- _SOURCE_
Euronext acknowledges it has received orders from the French AMF and the Dutch AFM and it has been informed by the Belgian FSMA of its intent to issue a similar order, in relation to the conditions initially proposed by Euronext for Central Securities Depositories (CSDs) to be confirmed as an “alternative CSD” as set out in the guidance document “Euronext Securities – Place of Settlement change guidelines” that was made available online on 1 August 2025 (the Place of Settlement Guidelines), as supplemented by the alternative settlement request forms made available on 31 October 2025. Euronext is reviewing these letters and will respond in due course to the regulators and also duly communicate with the market and other relevant stakeholders. 

The decisions and letters received from the National Competent Authorities in Belgium, France and the Netherlands do not put into question Euronext's plan to roll-out a European-wide CSD offering through Euronext Securities. It does not change Euronext’s financial targets as part of the Innovate for Growth 2027 strategic plan. It does not change the implementation, by September 2026, of the new settlement model as announced in the Place of Settlement Guidelines, under which trading members of Euronext Amsterdam, Brussels and Paris will settle in Euronext Securities Milan unless they select another CSD in compliance with the applicable regulatory framework.

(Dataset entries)

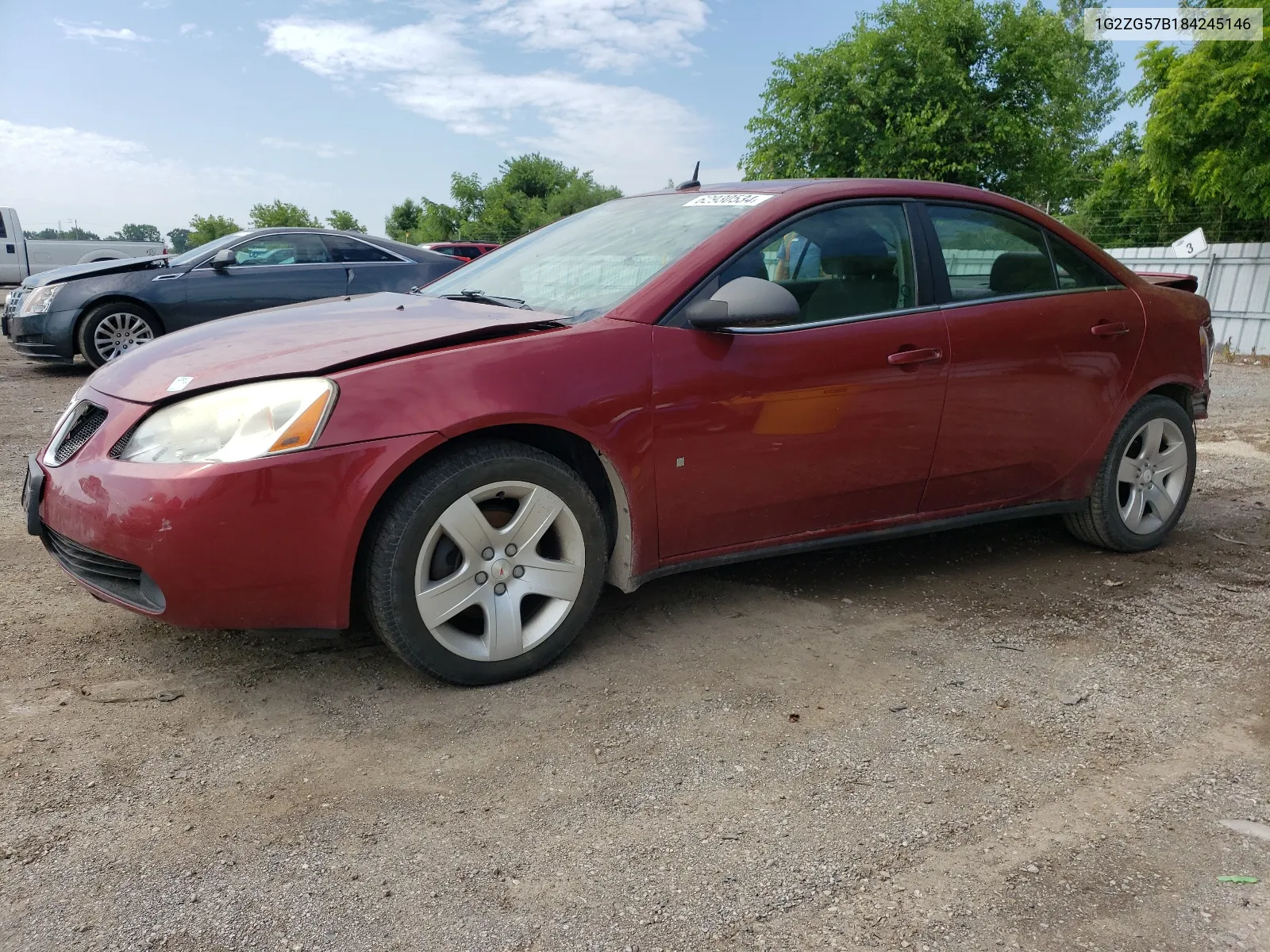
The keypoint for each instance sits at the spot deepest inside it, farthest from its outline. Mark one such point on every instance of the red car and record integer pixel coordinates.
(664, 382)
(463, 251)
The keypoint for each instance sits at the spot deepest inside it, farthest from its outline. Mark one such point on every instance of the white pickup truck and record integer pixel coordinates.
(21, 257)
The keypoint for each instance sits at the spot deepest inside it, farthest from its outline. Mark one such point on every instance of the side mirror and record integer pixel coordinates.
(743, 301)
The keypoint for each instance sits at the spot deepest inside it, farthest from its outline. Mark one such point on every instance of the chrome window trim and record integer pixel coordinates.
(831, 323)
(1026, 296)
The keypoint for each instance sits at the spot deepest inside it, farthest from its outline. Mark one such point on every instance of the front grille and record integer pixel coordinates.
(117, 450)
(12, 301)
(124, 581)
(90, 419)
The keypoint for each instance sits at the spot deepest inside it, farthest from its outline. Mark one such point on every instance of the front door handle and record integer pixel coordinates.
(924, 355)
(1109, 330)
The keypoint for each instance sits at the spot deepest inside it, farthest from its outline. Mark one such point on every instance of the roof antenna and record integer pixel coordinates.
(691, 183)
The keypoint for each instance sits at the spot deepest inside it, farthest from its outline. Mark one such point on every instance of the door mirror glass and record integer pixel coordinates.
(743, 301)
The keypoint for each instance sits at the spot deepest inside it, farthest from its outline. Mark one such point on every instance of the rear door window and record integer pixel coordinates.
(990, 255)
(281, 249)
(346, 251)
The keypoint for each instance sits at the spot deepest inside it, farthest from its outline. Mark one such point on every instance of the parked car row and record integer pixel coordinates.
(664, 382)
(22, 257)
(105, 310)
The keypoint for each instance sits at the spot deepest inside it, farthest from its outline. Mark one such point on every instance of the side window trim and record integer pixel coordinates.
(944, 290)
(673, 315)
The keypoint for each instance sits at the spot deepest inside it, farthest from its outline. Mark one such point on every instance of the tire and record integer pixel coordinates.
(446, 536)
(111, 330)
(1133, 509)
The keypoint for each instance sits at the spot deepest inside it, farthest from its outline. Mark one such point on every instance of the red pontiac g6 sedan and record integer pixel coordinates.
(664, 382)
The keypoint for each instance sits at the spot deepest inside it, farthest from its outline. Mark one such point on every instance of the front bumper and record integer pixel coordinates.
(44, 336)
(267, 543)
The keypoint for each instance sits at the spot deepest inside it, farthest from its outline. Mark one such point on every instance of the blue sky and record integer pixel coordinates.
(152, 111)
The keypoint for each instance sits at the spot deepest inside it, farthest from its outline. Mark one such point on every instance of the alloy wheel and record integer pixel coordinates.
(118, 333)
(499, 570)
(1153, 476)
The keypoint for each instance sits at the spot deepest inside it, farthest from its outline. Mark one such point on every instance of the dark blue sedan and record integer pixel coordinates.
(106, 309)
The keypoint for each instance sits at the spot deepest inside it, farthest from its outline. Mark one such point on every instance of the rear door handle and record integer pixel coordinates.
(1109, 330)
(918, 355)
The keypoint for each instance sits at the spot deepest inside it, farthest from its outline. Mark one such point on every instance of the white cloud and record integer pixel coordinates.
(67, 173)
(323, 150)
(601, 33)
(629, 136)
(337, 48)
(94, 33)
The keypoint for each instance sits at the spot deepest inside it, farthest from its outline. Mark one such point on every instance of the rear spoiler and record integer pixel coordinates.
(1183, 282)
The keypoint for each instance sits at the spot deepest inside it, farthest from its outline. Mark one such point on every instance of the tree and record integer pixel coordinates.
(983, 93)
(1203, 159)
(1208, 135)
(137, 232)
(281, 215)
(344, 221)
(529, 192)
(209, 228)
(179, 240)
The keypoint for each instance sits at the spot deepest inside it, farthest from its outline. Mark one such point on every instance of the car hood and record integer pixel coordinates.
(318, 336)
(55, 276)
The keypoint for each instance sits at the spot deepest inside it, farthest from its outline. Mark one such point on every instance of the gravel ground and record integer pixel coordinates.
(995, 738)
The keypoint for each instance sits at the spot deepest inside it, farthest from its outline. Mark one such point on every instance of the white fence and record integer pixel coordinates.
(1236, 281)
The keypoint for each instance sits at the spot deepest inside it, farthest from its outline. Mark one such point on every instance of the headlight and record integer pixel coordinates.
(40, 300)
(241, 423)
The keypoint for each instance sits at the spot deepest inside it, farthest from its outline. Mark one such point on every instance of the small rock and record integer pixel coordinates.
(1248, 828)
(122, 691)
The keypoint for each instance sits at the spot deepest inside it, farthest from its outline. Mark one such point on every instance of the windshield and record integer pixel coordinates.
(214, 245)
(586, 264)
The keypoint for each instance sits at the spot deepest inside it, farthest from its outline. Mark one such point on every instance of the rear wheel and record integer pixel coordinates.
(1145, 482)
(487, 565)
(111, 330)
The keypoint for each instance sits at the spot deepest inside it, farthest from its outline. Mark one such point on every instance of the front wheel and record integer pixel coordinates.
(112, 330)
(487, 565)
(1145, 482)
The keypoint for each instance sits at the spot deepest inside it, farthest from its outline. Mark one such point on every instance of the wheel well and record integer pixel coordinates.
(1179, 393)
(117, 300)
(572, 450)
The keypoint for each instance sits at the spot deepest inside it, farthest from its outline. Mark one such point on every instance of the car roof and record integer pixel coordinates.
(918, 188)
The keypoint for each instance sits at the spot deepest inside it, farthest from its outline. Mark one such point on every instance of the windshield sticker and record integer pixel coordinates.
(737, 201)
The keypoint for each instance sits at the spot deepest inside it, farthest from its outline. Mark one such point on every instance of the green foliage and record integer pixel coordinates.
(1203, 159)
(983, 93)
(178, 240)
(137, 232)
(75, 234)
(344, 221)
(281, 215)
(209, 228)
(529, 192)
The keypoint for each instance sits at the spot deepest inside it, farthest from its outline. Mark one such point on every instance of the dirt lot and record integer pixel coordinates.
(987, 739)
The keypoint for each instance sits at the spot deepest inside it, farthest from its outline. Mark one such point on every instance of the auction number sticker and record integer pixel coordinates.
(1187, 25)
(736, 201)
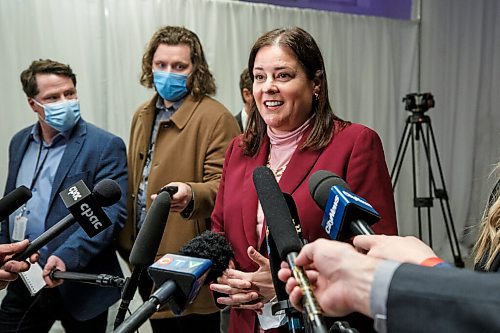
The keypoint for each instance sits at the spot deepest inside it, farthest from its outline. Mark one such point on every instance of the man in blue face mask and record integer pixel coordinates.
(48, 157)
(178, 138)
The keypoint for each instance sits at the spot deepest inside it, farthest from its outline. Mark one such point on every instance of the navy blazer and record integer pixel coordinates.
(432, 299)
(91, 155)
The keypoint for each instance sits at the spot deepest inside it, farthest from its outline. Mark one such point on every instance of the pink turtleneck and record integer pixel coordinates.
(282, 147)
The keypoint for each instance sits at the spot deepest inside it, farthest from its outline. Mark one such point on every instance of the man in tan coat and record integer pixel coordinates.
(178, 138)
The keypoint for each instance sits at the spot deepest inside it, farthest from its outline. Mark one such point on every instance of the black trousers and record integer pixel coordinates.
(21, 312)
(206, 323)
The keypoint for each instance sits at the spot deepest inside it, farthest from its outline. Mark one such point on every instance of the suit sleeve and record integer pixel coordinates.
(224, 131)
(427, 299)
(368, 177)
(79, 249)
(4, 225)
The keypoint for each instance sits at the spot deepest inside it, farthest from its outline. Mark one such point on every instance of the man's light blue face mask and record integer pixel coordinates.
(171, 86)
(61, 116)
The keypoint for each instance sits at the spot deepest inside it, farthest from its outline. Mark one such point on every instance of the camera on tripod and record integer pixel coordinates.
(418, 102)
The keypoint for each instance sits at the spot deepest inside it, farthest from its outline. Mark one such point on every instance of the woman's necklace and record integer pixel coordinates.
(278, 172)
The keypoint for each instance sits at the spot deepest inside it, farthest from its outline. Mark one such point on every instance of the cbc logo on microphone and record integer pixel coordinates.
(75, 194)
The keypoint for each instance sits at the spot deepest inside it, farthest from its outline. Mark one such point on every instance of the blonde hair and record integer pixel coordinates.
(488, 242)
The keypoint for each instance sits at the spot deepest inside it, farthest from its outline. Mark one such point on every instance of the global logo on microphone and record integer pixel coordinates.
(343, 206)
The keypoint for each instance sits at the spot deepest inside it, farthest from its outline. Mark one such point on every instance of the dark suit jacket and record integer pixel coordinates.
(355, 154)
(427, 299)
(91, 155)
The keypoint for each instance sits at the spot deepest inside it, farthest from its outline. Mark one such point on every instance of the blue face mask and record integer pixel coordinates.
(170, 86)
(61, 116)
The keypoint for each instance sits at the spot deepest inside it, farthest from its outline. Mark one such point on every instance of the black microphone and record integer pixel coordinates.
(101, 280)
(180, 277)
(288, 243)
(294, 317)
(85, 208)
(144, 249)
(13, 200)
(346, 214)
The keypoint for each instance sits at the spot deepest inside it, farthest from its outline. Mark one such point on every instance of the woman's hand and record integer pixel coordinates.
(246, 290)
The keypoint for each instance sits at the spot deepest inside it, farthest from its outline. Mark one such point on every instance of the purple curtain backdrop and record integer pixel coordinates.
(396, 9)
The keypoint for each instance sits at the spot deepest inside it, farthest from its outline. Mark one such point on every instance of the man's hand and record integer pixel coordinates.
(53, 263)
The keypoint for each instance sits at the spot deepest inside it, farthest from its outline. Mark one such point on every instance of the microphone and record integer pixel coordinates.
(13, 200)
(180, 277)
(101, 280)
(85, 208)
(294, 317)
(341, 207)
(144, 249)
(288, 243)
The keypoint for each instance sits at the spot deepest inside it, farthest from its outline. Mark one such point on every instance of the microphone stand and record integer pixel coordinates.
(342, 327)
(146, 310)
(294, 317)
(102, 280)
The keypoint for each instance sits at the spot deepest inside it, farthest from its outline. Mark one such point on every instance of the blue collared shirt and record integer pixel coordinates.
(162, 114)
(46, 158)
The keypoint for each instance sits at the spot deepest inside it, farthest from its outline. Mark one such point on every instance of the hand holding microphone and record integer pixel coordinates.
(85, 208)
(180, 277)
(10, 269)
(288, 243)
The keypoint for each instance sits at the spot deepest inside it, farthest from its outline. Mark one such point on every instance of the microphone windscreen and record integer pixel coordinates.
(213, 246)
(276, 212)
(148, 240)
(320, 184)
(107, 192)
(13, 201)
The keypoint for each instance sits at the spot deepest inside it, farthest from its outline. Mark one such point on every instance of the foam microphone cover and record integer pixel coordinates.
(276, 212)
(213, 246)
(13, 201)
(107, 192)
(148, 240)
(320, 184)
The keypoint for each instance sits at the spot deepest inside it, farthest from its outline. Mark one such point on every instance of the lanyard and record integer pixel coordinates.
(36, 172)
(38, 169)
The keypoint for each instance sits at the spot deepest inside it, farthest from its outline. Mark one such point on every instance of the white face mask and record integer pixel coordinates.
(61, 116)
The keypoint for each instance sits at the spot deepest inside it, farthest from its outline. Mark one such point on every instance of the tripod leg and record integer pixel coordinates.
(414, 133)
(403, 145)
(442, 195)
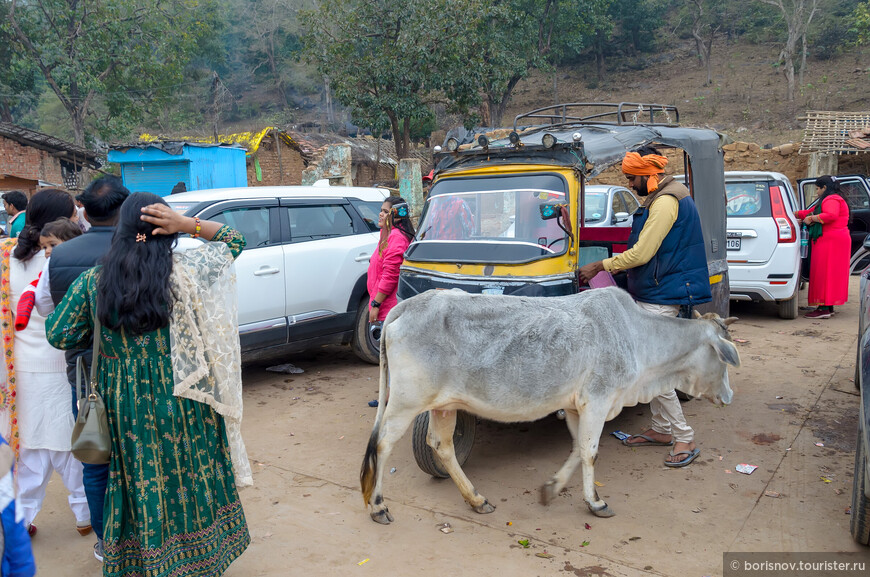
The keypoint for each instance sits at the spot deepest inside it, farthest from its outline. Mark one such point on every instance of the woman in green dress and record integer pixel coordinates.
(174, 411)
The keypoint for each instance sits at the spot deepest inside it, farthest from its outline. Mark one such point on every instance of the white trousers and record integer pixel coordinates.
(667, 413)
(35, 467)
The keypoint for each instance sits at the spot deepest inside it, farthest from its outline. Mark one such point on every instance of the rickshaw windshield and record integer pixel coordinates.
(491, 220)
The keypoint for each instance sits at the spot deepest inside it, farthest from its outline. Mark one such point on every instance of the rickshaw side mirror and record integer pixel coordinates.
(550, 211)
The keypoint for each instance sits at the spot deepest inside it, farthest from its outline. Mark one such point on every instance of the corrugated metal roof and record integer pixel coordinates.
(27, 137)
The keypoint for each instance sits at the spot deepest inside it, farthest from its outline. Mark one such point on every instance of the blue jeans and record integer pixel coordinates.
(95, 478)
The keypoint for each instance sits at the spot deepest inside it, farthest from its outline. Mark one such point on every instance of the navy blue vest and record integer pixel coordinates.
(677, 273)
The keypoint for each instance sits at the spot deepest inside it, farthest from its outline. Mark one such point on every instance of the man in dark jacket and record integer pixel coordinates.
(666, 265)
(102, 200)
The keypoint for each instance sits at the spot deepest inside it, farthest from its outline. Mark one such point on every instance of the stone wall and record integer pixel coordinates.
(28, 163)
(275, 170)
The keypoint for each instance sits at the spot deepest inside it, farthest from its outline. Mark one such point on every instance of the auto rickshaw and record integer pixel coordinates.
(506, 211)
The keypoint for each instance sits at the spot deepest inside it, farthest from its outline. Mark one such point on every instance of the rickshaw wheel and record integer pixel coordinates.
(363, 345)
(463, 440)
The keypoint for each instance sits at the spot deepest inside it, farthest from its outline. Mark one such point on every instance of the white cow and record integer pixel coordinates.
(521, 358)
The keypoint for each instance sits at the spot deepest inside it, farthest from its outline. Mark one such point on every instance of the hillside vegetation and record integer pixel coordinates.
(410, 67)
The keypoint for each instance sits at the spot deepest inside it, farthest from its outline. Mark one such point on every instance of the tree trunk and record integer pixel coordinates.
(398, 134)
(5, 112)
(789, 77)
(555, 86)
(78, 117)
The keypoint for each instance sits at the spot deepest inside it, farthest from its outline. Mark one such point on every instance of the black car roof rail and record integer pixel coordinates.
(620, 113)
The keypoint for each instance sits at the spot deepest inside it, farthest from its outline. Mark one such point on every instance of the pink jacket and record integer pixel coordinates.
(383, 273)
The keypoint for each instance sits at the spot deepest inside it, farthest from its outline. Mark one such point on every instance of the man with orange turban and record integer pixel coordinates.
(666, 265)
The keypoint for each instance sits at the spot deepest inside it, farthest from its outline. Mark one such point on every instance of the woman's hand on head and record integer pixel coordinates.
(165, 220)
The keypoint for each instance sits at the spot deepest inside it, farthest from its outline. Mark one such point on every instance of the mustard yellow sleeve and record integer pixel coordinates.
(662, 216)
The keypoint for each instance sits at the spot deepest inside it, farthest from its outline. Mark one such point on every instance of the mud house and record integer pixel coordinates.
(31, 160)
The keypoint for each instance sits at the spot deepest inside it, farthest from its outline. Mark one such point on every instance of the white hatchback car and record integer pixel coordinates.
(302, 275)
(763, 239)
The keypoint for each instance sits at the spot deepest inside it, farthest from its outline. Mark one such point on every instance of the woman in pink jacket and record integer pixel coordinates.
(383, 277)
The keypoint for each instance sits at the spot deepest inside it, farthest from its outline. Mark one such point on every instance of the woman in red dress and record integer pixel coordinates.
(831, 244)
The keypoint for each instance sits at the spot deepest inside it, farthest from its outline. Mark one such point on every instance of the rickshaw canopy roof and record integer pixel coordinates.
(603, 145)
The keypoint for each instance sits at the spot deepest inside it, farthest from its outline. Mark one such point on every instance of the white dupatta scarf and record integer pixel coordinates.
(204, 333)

- _WHAT YOU ARE ASKED TO DO_
Return the passage of the Euronext statement that starts at "The decisions and" and ends at "applicable regulatory framework.", copied word for word.

- _SOLUTION_
The decisions and letters received from the National Competent Authorities in Belgium, France and the Netherlands do not put into question Euronext's plan to roll-out a European-wide CSD offering through Euronext Securities. It does not change Euronext’s financial targets as part of the Innovate for Growth 2027 strategic plan. It does not change the implementation, by September 2026, of the new settlement model as announced in the Place of Settlement Guidelines, under which trading members of Euronext Amsterdam, Brussels and Paris will settle in Euronext Securities Milan unless they select another CSD in compliance with the applicable regulatory framework.